[BEGIN Text passage]
NOTES TO CONSOLIDATED FINANCIAL STATEMENTS FOR THE THREE AND SIX MONTHS ENDED JUNE 30, 2008 AND 2007



 

 

1.

GENERAL

          VSB Bancorp, Inc. (“Bancorp” or “Company”) is the holding company for Victory State Bank (“Bank”), a New York State chartered commercial bank. On May 30, 2003 as the result of a reorganization of the Bank into the holding company form of organization, the stockholders of the Bank became the stockholders of VSB Bancorp, Inc. As a result of the reorganization the stockholders of VSB Bancorp, Inc. received three shares of VSB Bancorp, Inc. stock for each two shares of Victory State Bank stock. Each stockholder owned the same percentage interest in VSB Bancorp immediately after the reorganization that the stockholder owned in the Bank immediately before the reorganization, subject to immaterial differences due to adjustments for cash in lieu of fractional shares. VSB Bancorp now owns 100% of the capital stock of the Bank. No stockholders of the Bank exercised dissenter’s rights to receive cash instead of shares of the Company. The transaction between these entities under common control was accounted for at historical cost on an “as if pooled basis”. Our common stock now trades on the NASDAQ Global Market (“NASDAQ GM”) effective August 4, 2008, under the stock symbol “VSBN”.

          Through the Bank, the Company is primarily engaged in the business of commercial banking, and to a lesser extent retail banking. The Bank gathers deposits from individuals and businesses primarily in Staten Island, New York and makes loans throughout that community. The Bank invests funds that are not used for lending primarily in government securities, mortgage backed securities and collateralized mortgage obligations. Customer deposits are insured, up to the applicable limit, by the Federal Deposit Insurance Corporation (“FDIC”). The Bank is supervised by the New York State Banking Department and the FDIC.

          The accompanying unaudited interim consolidated financial statements have been prepared in accordance with the instructions for Form 10-Q and Rule 10-01 of Regulation S-X and, therefore, do not include all the disclosures necessary for a complete presentation of the financial statements in conformity with U.S. generally accepted accounting principles. In the opinion of management, the accompanying unaudited consolidated financial statements contain all adjustments (consisting of normal recurring accruals) considered necessary for a fair presentation of the results of operations for the interim period. The results of operations for the three and six months ended June 30, 2008 are not necessarily indicative of the results that may be expected for the entire year or any other interim period.

 

 

2.

SUMMARY OF SIGNIFICANT ACCOUNTING POLICIES

          The following is a description of the significant accounting and reporting policies followed in preparing and presenting the accompanying consolidated financial statements. These policies conform with accounting principles generally accepted in the United States of America (“GAAP”).

          Principles of Consolidation - The consolidated financial statements of the Company include the accounts of the Company, including its subsidiary Victory State Bank. All significant inter-company accounts and transactions between the Company and Bank have been eliminated in consolidation.

          Use of Estimates - The preparation of financial statements in conformity with GAAP requires management to make estimates and assumptions that affect the reported amounts of assets and liabilities and the disclosure of contingent assets and liabilities at the date of the financial statements and the amounts of revenues and expenses during the reporting period. Actual results can differ from those estimates. The allowance for loan losses, prepayment estimates on the mortgage-backed securities and Collateralized Mortgage Obligation portfolios, contingencies and fair values of financial instruments are particularly subject to change.
[END Text passage]
[BEGIN Excerpted records]
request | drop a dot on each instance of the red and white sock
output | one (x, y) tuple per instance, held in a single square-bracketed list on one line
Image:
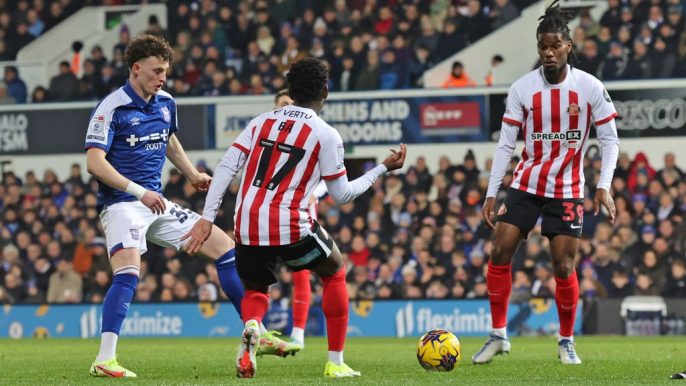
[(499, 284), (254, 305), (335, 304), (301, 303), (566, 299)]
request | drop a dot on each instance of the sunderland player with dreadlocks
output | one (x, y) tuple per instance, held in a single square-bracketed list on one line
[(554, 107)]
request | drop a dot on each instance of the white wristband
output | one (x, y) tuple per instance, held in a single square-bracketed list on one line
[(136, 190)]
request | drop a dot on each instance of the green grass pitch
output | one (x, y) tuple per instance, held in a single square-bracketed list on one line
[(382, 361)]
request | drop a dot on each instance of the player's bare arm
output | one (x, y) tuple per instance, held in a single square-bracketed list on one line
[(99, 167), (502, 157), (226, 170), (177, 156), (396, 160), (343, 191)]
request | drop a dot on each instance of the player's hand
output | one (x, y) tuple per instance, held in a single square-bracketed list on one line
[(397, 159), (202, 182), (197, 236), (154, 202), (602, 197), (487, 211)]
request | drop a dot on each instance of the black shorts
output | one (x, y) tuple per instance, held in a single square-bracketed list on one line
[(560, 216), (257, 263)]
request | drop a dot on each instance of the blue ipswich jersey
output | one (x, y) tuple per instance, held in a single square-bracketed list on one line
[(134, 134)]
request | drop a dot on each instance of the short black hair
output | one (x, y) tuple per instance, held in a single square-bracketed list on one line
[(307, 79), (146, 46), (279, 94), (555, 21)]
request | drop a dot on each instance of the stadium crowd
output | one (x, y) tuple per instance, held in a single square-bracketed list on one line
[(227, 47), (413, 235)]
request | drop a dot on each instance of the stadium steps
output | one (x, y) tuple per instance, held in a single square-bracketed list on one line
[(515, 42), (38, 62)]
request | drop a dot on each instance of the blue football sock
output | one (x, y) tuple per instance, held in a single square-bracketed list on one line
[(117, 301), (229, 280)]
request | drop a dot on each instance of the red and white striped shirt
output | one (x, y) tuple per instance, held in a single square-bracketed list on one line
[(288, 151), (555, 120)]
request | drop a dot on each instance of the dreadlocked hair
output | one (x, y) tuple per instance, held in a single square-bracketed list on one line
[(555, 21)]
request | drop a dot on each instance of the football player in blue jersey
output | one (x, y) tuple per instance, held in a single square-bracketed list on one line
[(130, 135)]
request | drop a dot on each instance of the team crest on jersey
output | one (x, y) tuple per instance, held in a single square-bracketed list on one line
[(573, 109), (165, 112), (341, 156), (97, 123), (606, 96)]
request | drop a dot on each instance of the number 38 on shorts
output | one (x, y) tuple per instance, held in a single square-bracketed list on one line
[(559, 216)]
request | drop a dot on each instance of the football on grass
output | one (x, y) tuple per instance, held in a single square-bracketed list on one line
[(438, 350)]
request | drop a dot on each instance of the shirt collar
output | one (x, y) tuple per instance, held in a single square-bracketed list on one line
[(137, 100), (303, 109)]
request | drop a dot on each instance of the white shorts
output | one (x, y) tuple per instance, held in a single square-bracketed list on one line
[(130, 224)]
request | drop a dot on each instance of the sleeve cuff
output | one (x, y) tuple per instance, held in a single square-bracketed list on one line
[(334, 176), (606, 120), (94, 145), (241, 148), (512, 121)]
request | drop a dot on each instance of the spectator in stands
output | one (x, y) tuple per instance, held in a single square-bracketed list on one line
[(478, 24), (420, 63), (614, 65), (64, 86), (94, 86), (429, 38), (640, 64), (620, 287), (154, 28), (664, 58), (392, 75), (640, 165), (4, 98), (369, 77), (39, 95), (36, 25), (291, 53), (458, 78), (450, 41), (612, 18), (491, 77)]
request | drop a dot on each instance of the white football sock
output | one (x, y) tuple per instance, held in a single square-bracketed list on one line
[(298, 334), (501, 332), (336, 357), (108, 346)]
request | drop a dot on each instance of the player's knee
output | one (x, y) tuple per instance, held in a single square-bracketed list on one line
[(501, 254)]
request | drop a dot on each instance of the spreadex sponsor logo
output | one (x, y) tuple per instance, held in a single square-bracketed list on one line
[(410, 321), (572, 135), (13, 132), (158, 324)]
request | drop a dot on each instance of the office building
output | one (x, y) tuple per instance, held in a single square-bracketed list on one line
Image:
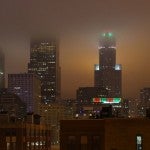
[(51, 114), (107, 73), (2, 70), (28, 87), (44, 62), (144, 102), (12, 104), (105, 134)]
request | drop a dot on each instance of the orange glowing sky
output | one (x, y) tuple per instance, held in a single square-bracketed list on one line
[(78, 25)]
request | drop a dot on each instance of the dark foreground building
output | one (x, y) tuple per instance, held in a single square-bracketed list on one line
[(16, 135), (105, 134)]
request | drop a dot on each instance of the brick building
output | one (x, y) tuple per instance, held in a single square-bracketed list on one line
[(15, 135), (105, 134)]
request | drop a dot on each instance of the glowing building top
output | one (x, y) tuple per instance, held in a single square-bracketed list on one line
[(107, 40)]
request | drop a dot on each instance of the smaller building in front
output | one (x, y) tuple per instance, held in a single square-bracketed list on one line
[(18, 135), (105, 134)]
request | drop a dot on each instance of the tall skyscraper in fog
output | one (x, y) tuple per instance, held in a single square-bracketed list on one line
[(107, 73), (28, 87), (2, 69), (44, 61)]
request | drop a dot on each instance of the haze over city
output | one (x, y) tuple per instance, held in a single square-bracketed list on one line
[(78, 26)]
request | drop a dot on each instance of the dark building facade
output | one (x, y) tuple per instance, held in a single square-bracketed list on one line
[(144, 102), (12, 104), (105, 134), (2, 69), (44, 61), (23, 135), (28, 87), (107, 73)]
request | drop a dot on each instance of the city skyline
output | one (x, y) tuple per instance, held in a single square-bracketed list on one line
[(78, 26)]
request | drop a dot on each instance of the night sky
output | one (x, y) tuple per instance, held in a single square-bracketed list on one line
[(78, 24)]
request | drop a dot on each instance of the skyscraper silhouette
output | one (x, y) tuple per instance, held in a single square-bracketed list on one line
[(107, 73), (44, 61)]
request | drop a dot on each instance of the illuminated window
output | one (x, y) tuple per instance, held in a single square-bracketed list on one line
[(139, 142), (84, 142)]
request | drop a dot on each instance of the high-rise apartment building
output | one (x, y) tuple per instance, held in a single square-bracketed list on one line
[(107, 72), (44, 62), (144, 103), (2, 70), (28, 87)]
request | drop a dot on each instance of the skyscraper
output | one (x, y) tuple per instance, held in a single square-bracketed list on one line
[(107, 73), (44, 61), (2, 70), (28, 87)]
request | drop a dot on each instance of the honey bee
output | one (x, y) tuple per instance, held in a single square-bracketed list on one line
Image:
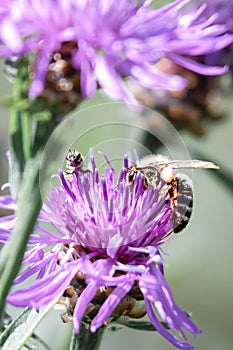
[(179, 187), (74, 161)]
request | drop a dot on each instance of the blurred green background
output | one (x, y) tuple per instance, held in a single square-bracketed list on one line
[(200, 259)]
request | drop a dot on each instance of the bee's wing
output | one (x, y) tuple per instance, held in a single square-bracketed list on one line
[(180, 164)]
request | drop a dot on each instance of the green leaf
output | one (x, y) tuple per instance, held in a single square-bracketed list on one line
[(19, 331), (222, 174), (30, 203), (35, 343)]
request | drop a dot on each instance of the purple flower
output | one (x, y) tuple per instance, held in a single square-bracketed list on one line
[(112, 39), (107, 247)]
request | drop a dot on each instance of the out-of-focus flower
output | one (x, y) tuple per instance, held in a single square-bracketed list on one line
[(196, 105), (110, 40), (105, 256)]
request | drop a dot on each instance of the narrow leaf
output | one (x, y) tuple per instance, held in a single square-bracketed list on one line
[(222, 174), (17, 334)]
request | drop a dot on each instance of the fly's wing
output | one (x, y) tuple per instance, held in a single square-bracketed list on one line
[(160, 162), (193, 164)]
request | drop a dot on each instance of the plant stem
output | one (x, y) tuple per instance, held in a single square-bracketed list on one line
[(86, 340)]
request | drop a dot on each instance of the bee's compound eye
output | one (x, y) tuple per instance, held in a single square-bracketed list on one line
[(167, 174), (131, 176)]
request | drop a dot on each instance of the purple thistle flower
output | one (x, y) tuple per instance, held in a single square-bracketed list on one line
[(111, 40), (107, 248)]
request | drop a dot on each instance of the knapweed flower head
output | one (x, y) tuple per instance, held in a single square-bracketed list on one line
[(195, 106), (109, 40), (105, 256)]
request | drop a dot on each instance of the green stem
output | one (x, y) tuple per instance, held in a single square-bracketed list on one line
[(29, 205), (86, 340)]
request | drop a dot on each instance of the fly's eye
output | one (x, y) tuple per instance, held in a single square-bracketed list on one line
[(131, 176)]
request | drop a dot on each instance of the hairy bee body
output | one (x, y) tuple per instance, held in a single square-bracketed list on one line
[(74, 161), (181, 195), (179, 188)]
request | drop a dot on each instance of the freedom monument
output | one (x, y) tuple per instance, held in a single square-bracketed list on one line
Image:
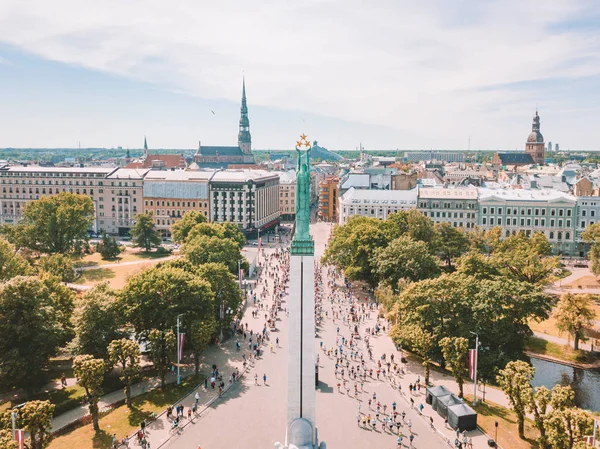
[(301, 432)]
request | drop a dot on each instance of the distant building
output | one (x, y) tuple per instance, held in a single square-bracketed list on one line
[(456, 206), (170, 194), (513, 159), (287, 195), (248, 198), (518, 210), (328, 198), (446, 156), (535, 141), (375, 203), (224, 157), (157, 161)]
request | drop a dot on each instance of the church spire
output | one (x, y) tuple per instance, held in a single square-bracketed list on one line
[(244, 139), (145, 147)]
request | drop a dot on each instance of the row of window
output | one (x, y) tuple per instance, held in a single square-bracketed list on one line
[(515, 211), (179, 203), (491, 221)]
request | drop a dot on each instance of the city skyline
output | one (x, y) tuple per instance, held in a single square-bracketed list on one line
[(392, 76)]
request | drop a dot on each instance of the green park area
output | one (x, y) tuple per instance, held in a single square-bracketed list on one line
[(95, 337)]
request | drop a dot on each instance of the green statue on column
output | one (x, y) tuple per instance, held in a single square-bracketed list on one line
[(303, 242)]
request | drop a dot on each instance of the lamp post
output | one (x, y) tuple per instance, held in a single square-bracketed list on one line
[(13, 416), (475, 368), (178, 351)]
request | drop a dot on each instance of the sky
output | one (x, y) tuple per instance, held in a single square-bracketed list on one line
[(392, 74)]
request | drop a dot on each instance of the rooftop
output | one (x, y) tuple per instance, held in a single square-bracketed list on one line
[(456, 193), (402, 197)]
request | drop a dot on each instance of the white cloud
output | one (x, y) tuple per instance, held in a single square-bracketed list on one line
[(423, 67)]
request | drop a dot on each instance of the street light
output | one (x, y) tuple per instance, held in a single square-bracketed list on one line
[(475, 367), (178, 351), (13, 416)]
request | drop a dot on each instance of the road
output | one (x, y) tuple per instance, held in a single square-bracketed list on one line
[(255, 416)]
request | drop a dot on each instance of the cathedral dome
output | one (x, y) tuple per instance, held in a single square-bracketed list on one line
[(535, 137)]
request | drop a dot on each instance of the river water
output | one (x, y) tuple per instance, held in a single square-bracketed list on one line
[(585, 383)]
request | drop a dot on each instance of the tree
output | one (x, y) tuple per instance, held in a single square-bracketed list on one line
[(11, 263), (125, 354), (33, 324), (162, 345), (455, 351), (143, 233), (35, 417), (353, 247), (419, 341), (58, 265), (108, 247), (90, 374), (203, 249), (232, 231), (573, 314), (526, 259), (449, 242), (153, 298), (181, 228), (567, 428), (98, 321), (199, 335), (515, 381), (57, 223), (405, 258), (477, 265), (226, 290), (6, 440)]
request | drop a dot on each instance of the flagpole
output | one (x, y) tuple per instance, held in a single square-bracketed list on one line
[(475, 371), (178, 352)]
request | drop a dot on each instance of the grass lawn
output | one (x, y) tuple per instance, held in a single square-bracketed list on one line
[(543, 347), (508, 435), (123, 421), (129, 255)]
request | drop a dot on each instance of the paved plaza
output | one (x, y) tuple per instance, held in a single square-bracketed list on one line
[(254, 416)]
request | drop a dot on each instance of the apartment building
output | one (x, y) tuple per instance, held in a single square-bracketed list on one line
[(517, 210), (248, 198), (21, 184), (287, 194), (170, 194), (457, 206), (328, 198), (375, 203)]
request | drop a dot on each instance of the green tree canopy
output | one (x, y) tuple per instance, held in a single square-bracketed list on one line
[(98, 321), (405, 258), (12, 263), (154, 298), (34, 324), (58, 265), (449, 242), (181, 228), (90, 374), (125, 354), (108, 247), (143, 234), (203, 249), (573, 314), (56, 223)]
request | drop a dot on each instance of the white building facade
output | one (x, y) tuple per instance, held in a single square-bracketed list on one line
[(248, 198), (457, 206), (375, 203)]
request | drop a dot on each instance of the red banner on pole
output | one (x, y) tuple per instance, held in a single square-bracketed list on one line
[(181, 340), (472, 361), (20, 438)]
[END Excerpted records]
Actions to take
1. Please write out the passage of the VSB Bancorp notes between "Through the Bank, the" and "and the FDIC.", inclusive.
2. Condense the paragraph of the VSB Bancorp notes that begins "Through the Bank, the Company is primarily engaged" into a short bulleted list that keeps its main facts.

Expected answers
1.
Through the Bank, the Company is primarily engaged in the business of commercial banking, and to a lesser extent retail banking. The Bank gathers deposits from individuals and businesses primarily in Staten Island, New York and makes loans throughout that community. The Bank invests funds that are not used for lending primarily in government securities, mortgage backed securities and collateralized mortgage obligations. Customer deposits are insured, up to the applicable limit, by the Federal Deposit Insurance Corporation (“FDIC”). The Bank is supervised by the New York State Banking Department and the FDIC.

2.
- Through the Bank, the Company mainly does commercial banking and, to a lesser extent, retail banking.
- The Bank takes deposits from individuals and businesses, mostly in Staten Island, New York, and lends throughout that community.
- Funds not lent out are invested mainly in government securities, mortgage-backed securities and collateralized mortgage obligations.
- The FDIC insures customer deposits up to the applicable limit.
- The New York State Banking Department and the FDIC supervise the Bank.